• _AIM OF THE TASK_
Reproduce word for word the stretch of the Adhitya Shetty article from "Emirati cricketer" through "leg spin bowler.".

Adhitya Shetty

Personal information
- Born: 5 July 2004 (age 22) Kolkata, West Bengal, India
- Batting: Right-handed
- Bowling: Right-arm leg spin
- Role: Bowler

International information
- National side: United Arab Emirates (2023-present);
- Only ODI (cap 104): 6 June 2023 v West Indies
- Source: Cricinfo, 7 June 2023

= Adhitya Shetty =

Emirati cricketer

Adhitya Shetty (born 5 July 2004) is a cricketer who plays for the United Arab Emirates national cricket team. He is a right-arm leg spin bowler.

Shetty won a scholarship to attend the ICC Academy in 2017. In January 2021, aged 16, he was named in the UAE senior squad for an ODI series against Ireland. He was expected to make his international debut during the series, which would have made him the youngest ODI player in UAE history, but two matches were cancelled following an outbreak of COVID-19.

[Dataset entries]
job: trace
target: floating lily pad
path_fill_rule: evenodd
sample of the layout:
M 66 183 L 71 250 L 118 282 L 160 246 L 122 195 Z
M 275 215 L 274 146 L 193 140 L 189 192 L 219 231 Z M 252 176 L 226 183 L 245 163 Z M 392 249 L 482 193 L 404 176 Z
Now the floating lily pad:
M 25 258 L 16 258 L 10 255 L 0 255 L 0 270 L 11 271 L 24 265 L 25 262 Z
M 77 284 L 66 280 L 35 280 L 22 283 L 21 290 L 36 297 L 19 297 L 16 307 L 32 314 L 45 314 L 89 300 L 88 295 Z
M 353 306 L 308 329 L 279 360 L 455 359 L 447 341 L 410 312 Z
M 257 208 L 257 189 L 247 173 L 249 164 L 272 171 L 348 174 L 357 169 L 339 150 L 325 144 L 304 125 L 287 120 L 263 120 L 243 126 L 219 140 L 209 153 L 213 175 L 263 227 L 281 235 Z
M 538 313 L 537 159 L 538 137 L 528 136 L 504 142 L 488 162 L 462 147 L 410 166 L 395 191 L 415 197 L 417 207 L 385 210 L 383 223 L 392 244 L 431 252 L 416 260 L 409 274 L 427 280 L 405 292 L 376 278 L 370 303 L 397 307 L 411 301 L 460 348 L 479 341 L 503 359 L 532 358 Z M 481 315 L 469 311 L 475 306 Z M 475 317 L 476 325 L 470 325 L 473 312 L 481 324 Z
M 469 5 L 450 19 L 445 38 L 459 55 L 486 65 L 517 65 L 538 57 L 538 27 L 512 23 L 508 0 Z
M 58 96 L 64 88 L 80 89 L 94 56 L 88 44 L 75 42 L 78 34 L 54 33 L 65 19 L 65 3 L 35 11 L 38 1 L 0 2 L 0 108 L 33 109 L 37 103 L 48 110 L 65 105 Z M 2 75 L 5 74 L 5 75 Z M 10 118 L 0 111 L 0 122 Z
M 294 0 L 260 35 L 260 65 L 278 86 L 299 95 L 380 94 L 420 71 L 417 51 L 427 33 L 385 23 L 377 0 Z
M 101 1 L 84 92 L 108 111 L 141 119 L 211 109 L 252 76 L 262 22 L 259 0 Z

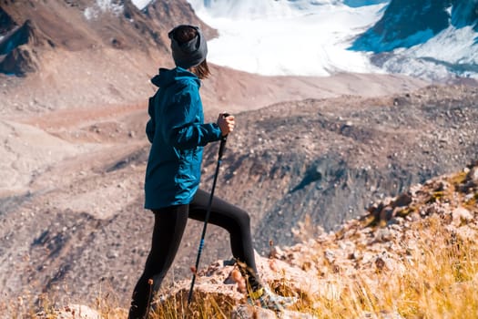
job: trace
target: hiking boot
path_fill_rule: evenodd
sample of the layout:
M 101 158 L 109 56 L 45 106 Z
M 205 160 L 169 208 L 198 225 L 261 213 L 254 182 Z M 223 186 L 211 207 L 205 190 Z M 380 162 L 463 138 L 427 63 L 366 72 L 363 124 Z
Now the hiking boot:
M 250 304 L 258 305 L 265 309 L 282 312 L 286 307 L 297 303 L 297 298 L 284 297 L 272 293 L 272 291 L 267 287 L 262 287 L 255 292 L 251 292 L 248 297 L 248 302 Z

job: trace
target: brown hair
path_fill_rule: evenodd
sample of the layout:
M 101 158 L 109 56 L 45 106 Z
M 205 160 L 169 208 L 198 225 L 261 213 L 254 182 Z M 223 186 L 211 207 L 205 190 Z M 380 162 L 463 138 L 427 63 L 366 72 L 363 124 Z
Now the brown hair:
M 173 33 L 175 40 L 179 44 L 187 43 L 192 40 L 196 36 L 198 36 L 198 31 L 188 26 L 177 27 Z M 199 63 L 199 65 L 189 67 L 189 71 L 194 73 L 200 79 L 208 78 L 211 75 L 206 59 Z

• _EXERCISE RESPONSE_
Emirati cricketer

Adhitya Shetty (born 5 July 2004) is a cricketer who plays for the United Arab Emirates national cricket team. He is a right-arm leg spin bowler.